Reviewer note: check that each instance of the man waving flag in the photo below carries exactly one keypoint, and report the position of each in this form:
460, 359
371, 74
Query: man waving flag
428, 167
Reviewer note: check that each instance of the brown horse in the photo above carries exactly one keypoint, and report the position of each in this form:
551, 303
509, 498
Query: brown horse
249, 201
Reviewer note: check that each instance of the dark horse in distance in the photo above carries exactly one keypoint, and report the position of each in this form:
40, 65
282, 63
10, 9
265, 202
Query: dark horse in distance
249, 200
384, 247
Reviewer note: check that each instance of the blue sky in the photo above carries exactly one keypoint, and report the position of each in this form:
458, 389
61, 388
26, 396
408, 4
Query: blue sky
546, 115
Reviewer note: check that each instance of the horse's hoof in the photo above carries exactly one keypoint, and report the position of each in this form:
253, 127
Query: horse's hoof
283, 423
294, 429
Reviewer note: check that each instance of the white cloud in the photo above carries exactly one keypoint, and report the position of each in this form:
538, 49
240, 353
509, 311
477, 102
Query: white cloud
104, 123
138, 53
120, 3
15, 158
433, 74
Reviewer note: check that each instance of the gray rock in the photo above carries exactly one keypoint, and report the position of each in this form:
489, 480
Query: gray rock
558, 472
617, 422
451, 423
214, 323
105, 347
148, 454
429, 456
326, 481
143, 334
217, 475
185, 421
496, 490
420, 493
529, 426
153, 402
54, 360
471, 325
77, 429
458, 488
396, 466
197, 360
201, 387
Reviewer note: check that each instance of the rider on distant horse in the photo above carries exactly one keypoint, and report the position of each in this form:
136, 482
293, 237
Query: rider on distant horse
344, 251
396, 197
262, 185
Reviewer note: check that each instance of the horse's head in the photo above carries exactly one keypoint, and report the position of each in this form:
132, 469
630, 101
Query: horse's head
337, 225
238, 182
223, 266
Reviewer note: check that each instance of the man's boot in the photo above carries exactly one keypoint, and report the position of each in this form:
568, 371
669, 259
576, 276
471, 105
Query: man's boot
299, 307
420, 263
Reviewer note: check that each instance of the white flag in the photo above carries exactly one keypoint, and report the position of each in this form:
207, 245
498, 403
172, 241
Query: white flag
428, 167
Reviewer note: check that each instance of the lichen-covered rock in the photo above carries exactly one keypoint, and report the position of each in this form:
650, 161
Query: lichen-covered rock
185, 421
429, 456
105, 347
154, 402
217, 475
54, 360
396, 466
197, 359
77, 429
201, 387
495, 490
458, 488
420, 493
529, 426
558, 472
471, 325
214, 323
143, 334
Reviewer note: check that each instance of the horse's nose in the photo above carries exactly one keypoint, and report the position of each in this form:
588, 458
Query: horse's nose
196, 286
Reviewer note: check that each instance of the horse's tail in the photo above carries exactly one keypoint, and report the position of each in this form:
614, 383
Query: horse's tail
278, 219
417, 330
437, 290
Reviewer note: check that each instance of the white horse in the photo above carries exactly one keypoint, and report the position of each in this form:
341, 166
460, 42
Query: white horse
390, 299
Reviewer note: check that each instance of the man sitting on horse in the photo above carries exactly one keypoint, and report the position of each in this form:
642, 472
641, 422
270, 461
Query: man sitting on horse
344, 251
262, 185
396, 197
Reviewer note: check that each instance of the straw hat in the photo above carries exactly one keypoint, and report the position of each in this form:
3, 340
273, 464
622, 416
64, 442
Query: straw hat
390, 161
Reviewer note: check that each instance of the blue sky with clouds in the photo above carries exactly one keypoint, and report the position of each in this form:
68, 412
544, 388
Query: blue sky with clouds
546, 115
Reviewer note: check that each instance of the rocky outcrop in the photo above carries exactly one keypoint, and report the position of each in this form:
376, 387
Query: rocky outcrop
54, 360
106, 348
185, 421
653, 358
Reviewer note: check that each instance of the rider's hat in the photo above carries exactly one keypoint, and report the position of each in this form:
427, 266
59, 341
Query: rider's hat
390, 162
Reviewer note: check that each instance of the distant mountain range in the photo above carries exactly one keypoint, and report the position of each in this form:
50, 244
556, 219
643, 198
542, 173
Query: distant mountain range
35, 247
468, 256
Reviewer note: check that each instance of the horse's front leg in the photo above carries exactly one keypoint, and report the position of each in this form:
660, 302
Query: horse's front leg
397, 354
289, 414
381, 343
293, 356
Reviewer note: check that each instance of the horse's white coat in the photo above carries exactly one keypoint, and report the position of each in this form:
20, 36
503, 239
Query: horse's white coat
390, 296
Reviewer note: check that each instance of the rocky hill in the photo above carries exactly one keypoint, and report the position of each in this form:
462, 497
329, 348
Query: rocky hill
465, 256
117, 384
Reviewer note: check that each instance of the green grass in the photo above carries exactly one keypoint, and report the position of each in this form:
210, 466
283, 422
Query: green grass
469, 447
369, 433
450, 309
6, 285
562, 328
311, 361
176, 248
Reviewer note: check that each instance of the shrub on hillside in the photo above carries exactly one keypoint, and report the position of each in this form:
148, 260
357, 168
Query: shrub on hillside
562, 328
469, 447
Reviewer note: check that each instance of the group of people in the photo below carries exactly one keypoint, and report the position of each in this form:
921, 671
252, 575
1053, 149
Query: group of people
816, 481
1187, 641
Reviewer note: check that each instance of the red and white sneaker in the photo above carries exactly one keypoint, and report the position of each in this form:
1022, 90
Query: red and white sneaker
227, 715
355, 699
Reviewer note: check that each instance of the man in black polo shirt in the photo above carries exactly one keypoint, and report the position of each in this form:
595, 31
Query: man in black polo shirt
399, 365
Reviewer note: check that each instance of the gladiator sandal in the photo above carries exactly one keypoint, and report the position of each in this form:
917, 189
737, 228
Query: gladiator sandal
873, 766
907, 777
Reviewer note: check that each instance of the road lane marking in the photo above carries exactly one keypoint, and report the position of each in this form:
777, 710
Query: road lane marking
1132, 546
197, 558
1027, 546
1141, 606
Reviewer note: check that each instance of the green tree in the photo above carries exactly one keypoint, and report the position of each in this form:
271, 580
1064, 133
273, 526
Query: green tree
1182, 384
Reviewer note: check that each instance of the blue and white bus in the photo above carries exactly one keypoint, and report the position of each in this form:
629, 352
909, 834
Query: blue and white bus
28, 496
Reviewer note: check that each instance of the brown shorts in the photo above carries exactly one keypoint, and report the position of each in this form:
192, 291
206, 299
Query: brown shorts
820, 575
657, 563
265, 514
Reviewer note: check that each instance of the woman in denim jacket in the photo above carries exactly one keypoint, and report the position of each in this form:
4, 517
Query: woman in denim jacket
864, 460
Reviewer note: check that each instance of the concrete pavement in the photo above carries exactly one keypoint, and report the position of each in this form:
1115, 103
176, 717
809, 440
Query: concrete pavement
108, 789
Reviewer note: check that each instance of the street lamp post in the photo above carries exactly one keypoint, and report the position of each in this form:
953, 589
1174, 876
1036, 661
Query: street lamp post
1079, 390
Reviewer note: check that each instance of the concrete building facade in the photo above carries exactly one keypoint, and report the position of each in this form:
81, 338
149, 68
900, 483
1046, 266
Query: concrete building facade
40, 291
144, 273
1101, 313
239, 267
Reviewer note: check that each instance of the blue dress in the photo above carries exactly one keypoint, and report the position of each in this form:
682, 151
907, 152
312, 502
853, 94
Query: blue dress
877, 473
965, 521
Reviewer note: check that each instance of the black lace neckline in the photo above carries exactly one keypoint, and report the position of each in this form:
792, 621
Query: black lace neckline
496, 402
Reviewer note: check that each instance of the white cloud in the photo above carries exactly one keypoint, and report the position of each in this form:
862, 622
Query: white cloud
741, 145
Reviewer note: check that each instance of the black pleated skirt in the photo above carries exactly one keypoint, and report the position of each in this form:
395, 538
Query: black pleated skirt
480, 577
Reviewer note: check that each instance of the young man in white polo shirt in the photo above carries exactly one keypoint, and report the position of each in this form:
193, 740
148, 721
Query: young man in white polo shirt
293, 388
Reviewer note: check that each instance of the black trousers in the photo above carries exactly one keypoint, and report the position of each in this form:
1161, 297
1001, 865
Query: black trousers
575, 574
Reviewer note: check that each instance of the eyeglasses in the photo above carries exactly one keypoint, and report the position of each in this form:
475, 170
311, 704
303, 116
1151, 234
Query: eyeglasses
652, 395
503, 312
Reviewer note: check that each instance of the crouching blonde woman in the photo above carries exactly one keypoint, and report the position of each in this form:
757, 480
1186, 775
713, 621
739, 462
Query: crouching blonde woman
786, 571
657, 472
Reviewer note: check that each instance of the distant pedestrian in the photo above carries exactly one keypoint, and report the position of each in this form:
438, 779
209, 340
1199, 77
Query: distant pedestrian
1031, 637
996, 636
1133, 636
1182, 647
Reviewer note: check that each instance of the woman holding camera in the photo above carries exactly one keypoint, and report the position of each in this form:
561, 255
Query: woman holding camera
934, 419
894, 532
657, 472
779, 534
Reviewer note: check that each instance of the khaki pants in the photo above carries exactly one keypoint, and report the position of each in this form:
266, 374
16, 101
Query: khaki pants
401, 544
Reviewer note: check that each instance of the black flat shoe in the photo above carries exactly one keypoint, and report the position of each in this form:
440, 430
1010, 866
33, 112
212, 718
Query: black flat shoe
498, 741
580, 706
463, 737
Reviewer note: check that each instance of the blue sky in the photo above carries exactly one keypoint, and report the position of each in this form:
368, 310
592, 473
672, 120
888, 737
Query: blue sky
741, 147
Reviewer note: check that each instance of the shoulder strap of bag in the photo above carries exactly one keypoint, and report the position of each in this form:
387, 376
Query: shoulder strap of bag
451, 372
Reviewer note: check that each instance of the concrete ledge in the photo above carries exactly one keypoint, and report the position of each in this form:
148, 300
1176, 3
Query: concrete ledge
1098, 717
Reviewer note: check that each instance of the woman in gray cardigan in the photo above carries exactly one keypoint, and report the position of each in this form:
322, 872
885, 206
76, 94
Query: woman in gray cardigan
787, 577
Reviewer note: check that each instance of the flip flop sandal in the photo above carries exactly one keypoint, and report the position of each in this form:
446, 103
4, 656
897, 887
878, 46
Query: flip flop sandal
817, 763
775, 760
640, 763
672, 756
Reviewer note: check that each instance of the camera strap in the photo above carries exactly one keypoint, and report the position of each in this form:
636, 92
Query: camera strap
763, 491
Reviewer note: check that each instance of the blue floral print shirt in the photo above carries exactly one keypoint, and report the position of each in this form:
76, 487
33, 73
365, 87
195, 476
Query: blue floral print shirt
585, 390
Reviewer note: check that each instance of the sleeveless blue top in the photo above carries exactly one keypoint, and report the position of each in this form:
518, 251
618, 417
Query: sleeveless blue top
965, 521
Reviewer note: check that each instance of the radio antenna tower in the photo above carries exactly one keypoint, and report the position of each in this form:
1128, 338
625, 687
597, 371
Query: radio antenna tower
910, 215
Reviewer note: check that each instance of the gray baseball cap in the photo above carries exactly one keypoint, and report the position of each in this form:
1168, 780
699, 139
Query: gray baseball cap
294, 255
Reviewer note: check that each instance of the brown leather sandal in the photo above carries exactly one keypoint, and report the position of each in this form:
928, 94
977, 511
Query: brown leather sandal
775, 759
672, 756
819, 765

---

*Your task*. Single out each line of the records above with the string "below" in it, and copy it.

*Task solution*.
Reviewer note: check that each instance of the man waving flag in the photo below carries exactly one keypoint, and report the position of each in this form:
Reviewer note: check that each instance of the group of people in the photo below carries exactly one keypoint, and report the position of each in this form:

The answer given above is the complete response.